### Dataset entries

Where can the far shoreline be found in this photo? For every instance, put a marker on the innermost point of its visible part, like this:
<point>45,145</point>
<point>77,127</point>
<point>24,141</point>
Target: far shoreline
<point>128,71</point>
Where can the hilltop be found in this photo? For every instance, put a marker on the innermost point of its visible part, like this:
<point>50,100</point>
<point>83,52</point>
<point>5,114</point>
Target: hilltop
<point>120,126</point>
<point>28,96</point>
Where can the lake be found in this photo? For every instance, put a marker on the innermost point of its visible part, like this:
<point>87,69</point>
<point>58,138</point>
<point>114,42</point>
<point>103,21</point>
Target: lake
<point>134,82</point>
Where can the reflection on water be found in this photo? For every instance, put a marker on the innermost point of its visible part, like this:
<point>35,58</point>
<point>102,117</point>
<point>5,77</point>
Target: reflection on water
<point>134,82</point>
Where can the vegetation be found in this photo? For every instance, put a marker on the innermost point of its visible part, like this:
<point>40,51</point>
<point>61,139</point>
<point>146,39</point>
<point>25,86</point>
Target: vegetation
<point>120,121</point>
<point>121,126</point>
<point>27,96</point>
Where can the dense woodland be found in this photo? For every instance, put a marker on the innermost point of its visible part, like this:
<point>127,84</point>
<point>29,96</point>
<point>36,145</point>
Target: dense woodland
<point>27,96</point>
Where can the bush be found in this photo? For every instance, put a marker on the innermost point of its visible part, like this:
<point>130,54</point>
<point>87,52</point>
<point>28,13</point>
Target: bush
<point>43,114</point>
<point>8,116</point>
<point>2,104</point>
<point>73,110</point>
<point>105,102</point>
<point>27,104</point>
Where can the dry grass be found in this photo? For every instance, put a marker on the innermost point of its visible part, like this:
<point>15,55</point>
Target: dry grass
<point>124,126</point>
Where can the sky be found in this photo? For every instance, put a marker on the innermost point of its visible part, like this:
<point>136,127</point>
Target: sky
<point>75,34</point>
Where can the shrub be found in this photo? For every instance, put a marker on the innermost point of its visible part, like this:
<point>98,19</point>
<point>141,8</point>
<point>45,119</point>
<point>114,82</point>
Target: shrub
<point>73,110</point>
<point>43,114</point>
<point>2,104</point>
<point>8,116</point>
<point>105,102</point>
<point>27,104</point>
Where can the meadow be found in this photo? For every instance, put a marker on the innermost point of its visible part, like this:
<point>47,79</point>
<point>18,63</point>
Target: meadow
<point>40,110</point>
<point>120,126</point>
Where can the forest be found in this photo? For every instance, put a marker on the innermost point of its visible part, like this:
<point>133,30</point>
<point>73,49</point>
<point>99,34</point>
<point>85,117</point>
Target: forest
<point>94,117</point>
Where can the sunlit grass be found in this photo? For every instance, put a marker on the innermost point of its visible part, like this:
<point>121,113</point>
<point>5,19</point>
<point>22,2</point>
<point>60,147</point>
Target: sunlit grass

### What you will do
Output only an exact transcription of the lines above from the one with "Where can the reflection" up to and including the one with "<point>61,139</point>".

### Answer for the task
Where can the reflection on water be found in this photo? For every instance, put a marker on the innermost point of its visible part, like this:
<point>35,58</point>
<point>102,117</point>
<point>5,77</point>
Target: reflection on water
<point>134,82</point>
Where can the vegetation be found in this photo? For every instance, put a marker on the innermost point of its visible part, like this:
<point>40,51</point>
<point>61,139</point>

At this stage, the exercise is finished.